» **SUMBER**:
======

Saat Barat Gagal Akhiri Tragedi Kemanusiaan di Palestina, Penduduk Gaza Kelaparan Eskstrem

JAKARTA, insidepontianak.com – Lebih dari dua juta penduduk Gaza saat ini berada di ambang kelaparan ekstrem, karena terputus dari akses makanan, air bersih, dan pasokan medis yang memadai.
Melansir Antara, Sekretaris Jenderal PBB, Antonio bahkan menyebut krisis kemanusiaan di wilayah kantung Palestina saat ini sangat mengerikan.
Berdasarkan laporan, warga di Gaza kini bertahan hidup hanya memakan gulma dan pakan ternak, serta anak-anak meninggal karena kelaparan di fasilitas pengungsian.
Ironisnya, bencana buatan manusia ini terjadi di bawah pengawasan negara-negara Barat yang memiliki pengaruh besar terhadap Israel, namun dinilai gagal bertindak tegas.
Pengepungan, pemboman, dan penghentian bantuan dari badan internasional kredibel seperti UNRWA oleh Israel telah menciptakan kondisi mengerikan ini.
Bahkan, Guterres menegaskan, mencari bantuan makanan tidak seharusnya menjadi ‘hukuman mati’ menyoroti bahwa banyak korban sipil tewas saat berupaya mendapatkan bantuan.
Pekerja bantuan pun dilaporkan pingsan akibat kelaparan, menunjukkan betapa meluasnya krisis ini.
Pengaruh Barat Tak Optimal
Amerika Serikat, Inggris, Prancis, dan Jerman memiliki pengaruh signifikan terhadap Israel melalui penjualan senjata, perlindungan diplomatik, dan hubungan ekonomi.
Negara-negara ini dinilai mampu menuntut koridor kemanusiaan terbuka, mensyaratkan bantuan militer, dan menegakkan hukum internasional.
Namun, tindakan mereka selama ini terkesan ragu-ragu, membiarkan kelaparan kian parah meskipun memiliki kapasitas untuk menghentikannya.

======

» **ITEM DITAMPILKAN**:
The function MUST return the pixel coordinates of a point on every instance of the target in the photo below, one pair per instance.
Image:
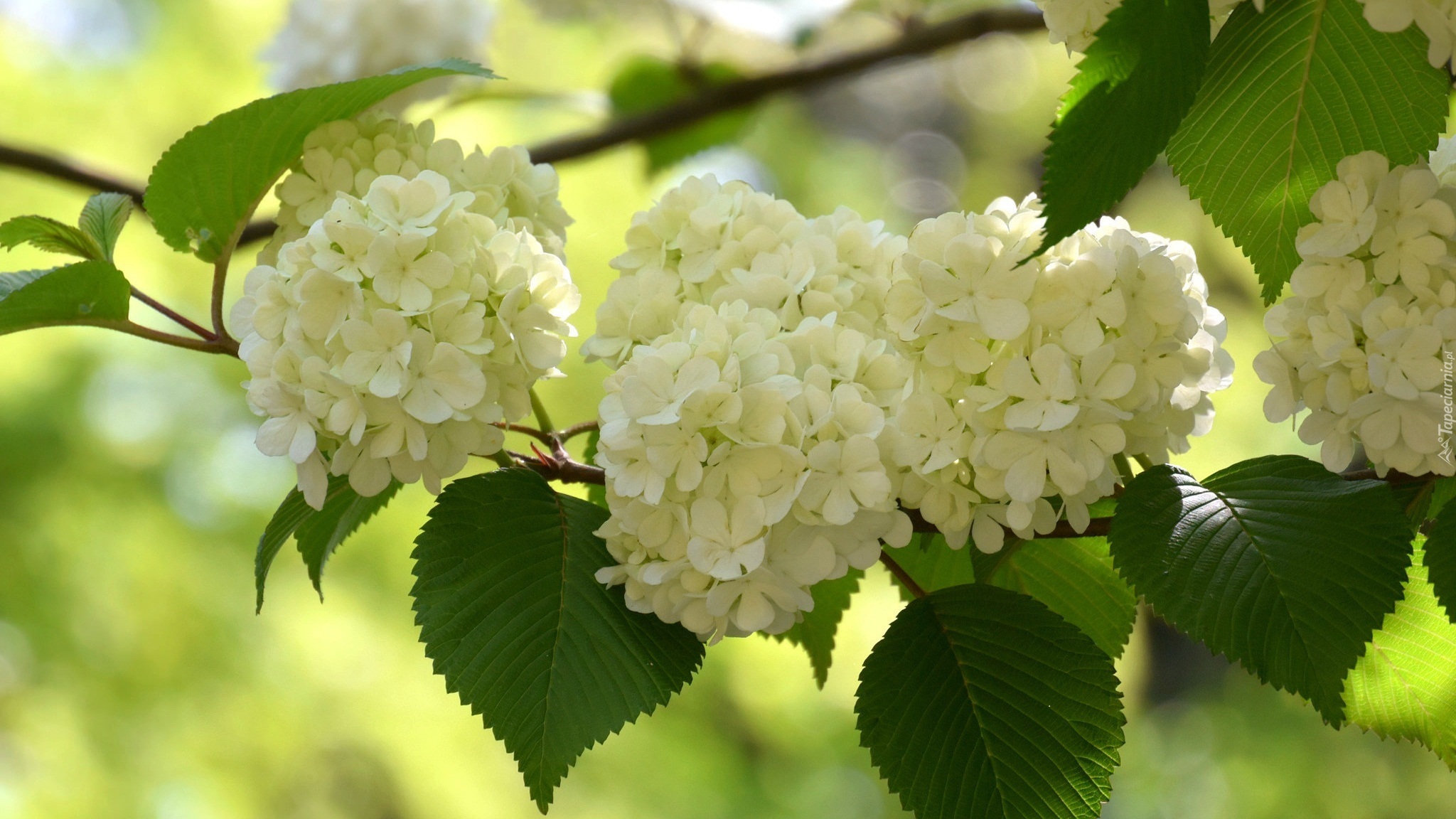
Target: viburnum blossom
(1372, 314)
(1435, 18)
(1075, 22)
(1033, 375)
(347, 156)
(743, 433)
(393, 334)
(332, 41)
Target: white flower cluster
(744, 427)
(334, 41)
(390, 338)
(347, 156)
(1435, 18)
(1075, 22)
(1033, 375)
(1371, 316)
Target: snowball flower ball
(397, 333)
(746, 462)
(1366, 336)
(1032, 376)
(744, 436)
(347, 156)
(334, 41)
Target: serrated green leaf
(1290, 92)
(815, 631)
(514, 620)
(1074, 577)
(207, 184)
(1275, 562)
(1404, 687)
(51, 237)
(1133, 88)
(647, 83)
(932, 564)
(104, 218)
(1440, 559)
(318, 532)
(86, 291)
(983, 705)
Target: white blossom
(348, 155)
(332, 41)
(1033, 373)
(400, 362)
(1361, 340)
(743, 433)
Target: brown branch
(900, 574)
(68, 171)
(740, 94)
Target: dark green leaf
(1290, 92)
(48, 235)
(815, 631)
(596, 493)
(513, 617)
(104, 218)
(1440, 559)
(1074, 577)
(77, 294)
(207, 184)
(1404, 687)
(983, 705)
(647, 83)
(1275, 562)
(318, 532)
(932, 564)
(1135, 85)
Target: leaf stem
(172, 314)
(900, 573)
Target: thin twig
(68, 171)
(740, 94)
(203, 333)
(900, 573)
(577, 429)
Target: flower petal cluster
(1372, 315)
(1034, 373)
(1435, 18)
(347, 156)
(389, 338)
(334, 41)
(744, 429)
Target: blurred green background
(136, 680)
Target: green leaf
(1290, 92)
(1404, 687)
(815, 631)
(1133, 88)
(102, 219)
(513, 617)
(48, 235)
(86, 291)
(983, 703)
(207, 184)
(647, 83)
(1440, 559)
(318, 532)
(1074, 577)
(1275, 562)
(596, 493)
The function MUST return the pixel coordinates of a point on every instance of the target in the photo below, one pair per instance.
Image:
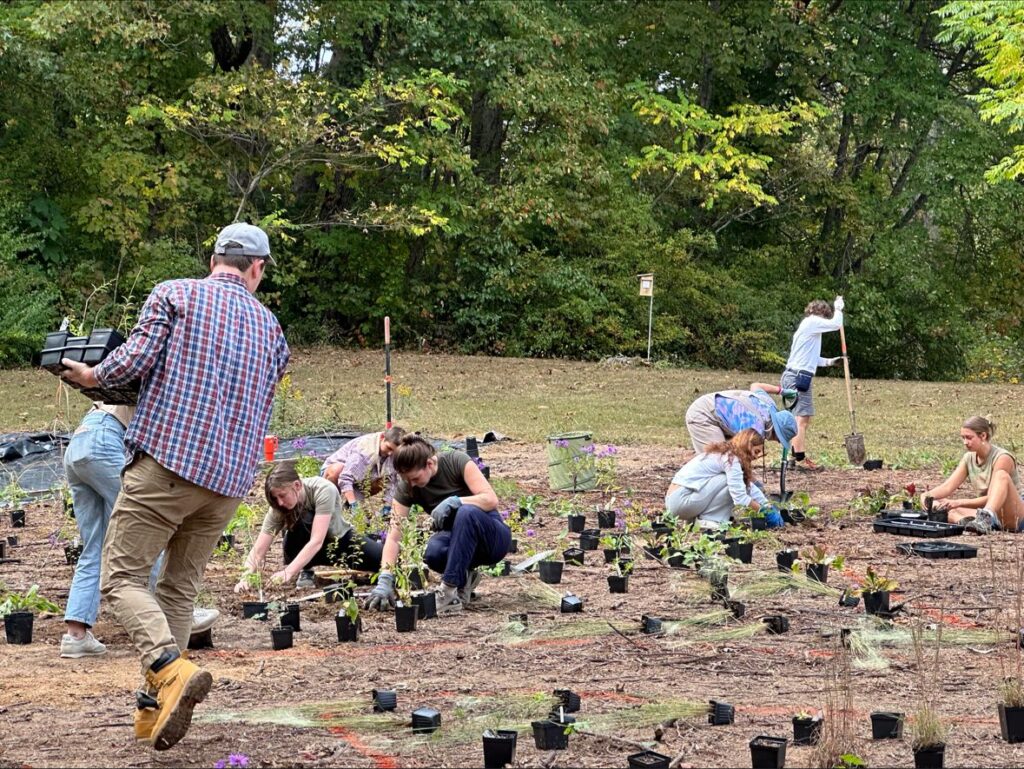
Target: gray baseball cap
(244, 240)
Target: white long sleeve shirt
(695, 474)
(805, 352)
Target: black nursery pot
(1012, 723)
(720, 714)
(650, 625)
(876, 603)
(254, 610)
(785, 559)
(577, 523)
(568, 700)
(499, 748)
(806, 731)
(281, 638)
(550, 736)
(550, 571)
(427, 605)
(768, 753)
(73, 553)
(619, 584)
(887, 725)
(648, 760)
(933, 757)
(348, 631)
(817, 571)
(290, 617)
(573, 555)
(17, 626)
(384, 699)
(590, 539)
(426, 720)
(571, 604)
(404, 618)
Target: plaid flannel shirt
(209, 355)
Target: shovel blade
(855, 449)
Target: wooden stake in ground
(854, 441)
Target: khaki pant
(159, 510)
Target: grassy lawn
(910, 424)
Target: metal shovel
(854, 441)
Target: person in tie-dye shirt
(363, 466)
(718, 416)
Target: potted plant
(817, 561)
(929, 738)
(617, 582)
(499, 748)
(768, 753)
(347, 622)
(876, 590)
(17, 610)
(806, 728)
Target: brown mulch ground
(282, 709)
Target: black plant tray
(937, 549)
(929, 528)
(91, 350)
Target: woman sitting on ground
(464, 510)
(719, 479)
(992, 473)
(315, 535)
(363, 467)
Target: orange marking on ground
(381, 760)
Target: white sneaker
(446, 599)
(203, 620)
(74, 648)
(473, 580)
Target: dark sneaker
(473, 580)
(984, 522)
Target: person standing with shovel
(805, 357)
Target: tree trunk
(486, 137)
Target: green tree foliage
(494, 175)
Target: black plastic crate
(909, 527)
(938, 549)
(90, 350)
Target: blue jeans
(92, 463)
(477, 538)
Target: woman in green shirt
(464, 510)
(308, 510)
(992, 473)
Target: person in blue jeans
(92, 463)
(464, 510)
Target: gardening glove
(773, 518)
(382, 596)
(440, 514)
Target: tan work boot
(180, 685)
(145, 716)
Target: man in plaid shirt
(209, 356)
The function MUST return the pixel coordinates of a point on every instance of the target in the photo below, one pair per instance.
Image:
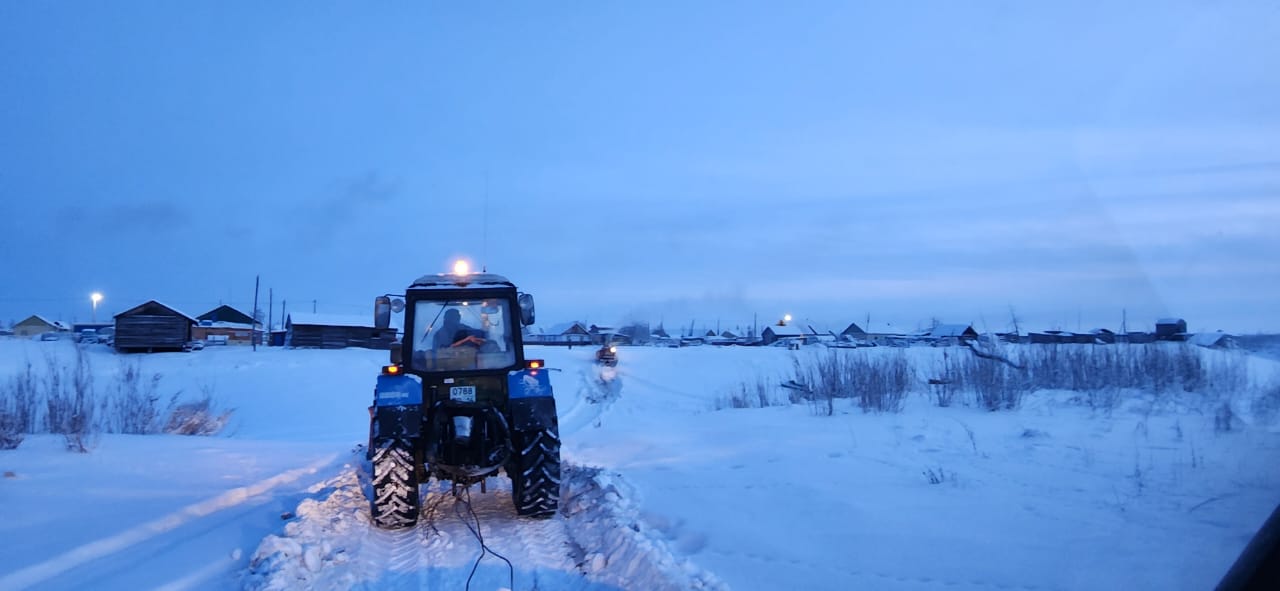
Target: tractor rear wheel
(535, 475)
(396, 502)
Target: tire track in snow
(439, 551)
(106, 546)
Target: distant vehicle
(607, 354)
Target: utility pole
(252, 325)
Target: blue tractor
(460, 399)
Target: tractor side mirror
(526, 308)
(382, 312)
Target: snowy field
(663, 489)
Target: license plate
(462, 393)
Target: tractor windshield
(458, 335)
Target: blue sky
(650, 160)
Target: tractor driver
(453, 333)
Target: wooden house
(333, 331)
(152, 326)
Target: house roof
(305, 319)
(1207, 339)
(163, 306)
(951, 330)
(568, 328)
(40, 319)
(227, 314)
(789, 330)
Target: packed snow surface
(666, 486)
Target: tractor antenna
(484, 239)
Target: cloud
(344, 206)
(150, 216)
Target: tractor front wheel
(396, 502)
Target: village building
(39, 325)
(336, 331)
(152, 326)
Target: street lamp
(95, 297)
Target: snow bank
(597, 543)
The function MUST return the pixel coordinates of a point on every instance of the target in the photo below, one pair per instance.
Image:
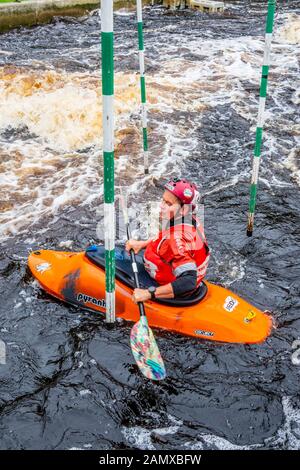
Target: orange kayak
(214, 313)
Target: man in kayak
(177, 258)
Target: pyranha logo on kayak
(204, 333)
(88, 299)
(230, 304)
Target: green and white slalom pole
(107, 40)
(142, 83)
(261, 114)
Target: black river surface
(69, 382)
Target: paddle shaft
(135, 271)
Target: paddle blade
(145, 351)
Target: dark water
(69, 382)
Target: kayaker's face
(169, 206)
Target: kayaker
(178, 257)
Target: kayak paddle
(143, 345)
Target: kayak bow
(219, 315)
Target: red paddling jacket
(181, 247)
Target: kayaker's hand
(141, 295)
(135, 245)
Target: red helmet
(185, 191)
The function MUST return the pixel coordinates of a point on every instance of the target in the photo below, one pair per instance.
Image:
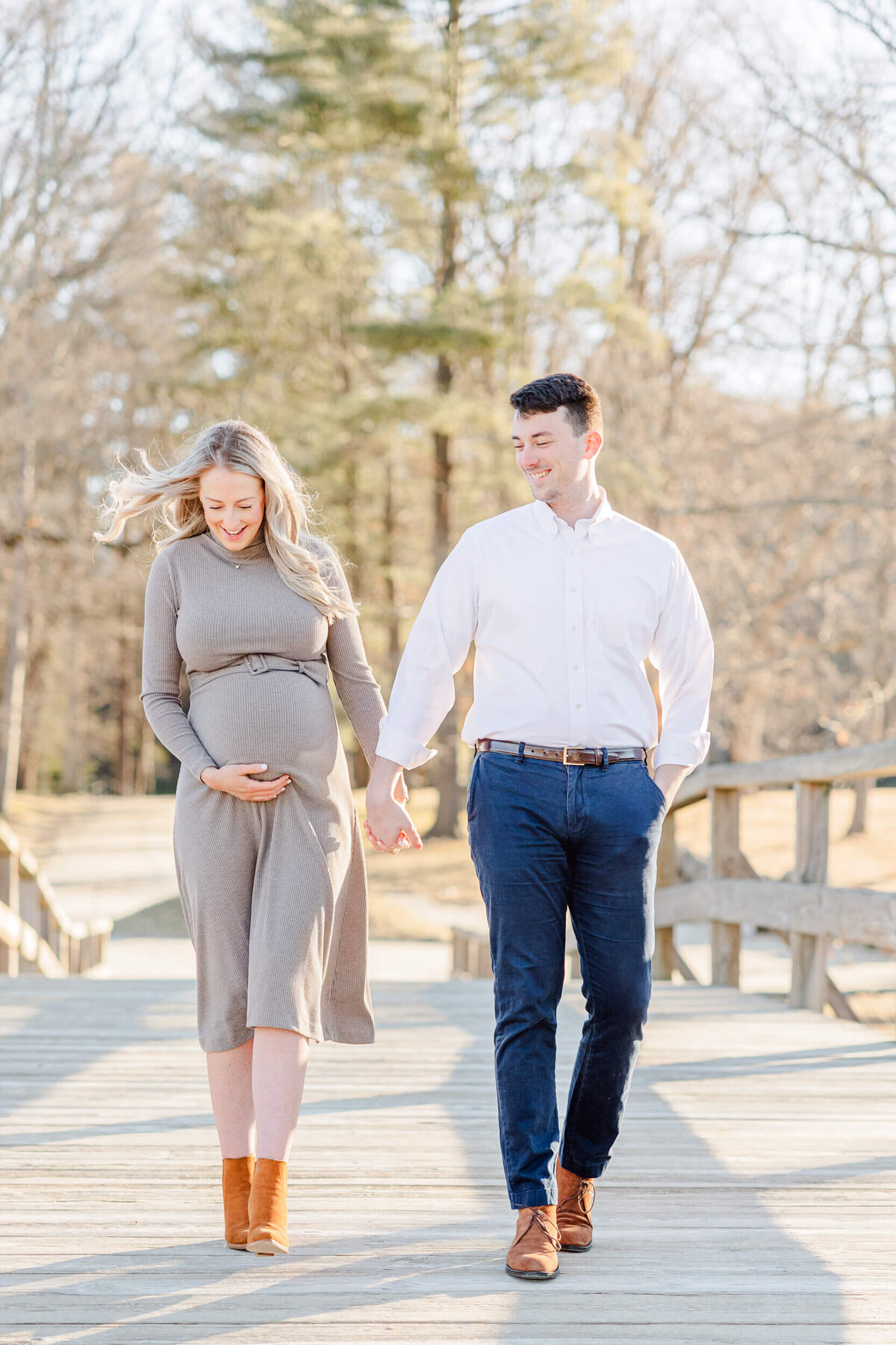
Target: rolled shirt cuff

======

Tulis lanjutan berita tentang kelaparan di Gaza, mulai setelah kalimat terakhirnya. Item di atas tidak diperlukan di sini.

Penggunaan kelaparan sebagai senjata secara eksplisit dilarang dalam Konvensi Jenewa dan Statuta Roma.
Namun, kejahatan ini terjadi di depan mata, merusak norma-norma kemanusiaan internasional yang diklaim dijunjung tinggi oleh negara-negara Barat.
Amerika Serikat didesak untuk mensyaratkan bantuan militer pada kepatuhan terhadap hukum kemanusiaan, mengakhiri hak vetonya di Dewan Keamanan PBB yang menghalangi gencatan senjata, dan menekan Mesir serta Israel untuk membuka semua penyeberangan bantuan di bawah pengawasan internasional.
Inggris dituntut untuk segera menghentikan ekspor senjata ke Israel dan mengembalikan pendanaan penuh kepada UNRWA. London juga didorong menggunakan pengaruh diplomatiknya untuk mendorong resolusi PBB yang mengikat, alih-alih bersekutu dengan veto AS atau abstain.
Prancis diharapkan memimpin upaya embargo senjata di Eropa terhadap Israel, mengoordinasikan koridor udara dan laut kemanusiaan, serta mendukung investigasi Mahkamah Pidana Internasional (ICC) atas kejahatan yang dilakukan Israel.
Rencana Prancis untuk mengakui kedaulatan Negara Palestina pada Sidang Umum PBB September 2025 diapresiasi, namun tindakan lebih konkret dinilai mendesak.
Jerman, sebagai pendukung kuat Israel, juga harus mengkondisikan bantuan militer dan ekspor senjata pada kepatuhan terhadap hukum internasional.
Sebagai kekuatan ekonomi terbesar Uni Eropa, Berlin dapat mendorong tekanan kolektif Eropa untuk koridor kemanusiaan tak terbatas dan mendukung mekanisme akuntabilitas hukum.
Pernyataan Bersama yang Dinanti Aksi Nyata
Presiden Prancis Emmanuel Macron, Perdana Menteri Inggris Keir Starmer, dan Kanselir Jerman Friedrich Merz telah mengeluarkan pernyataan bersama pada Jumat (25/7/2025).
Ia tegas menyerukan gencatan senjata segera di Gaza, pembebasan sandera, dan pencabutan pembatasan bantuan kemanusiaan.
Pernyataan tersebut sebagai respons Marcrin yang menganggap krisis kemanusiaan di Gaza tidak dapat diterima, dan mendesak Israel mencabut pembatasan aliran bantuan.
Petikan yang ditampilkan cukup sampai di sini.